## WHAT TO WORK ON
Please edit the lines below by changing "black glove" to "white glove" and keeping everything else unchanged.

Items from a data source:
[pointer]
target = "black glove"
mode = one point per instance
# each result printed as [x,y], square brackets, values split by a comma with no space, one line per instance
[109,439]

## RESPONSE TO THIS EXERCISE
[pointer]
target = "white glove"
mode = one point per instance
# each result printed as [x,y], square brackets, values split by a comma with no space, one line per instance
[109,439]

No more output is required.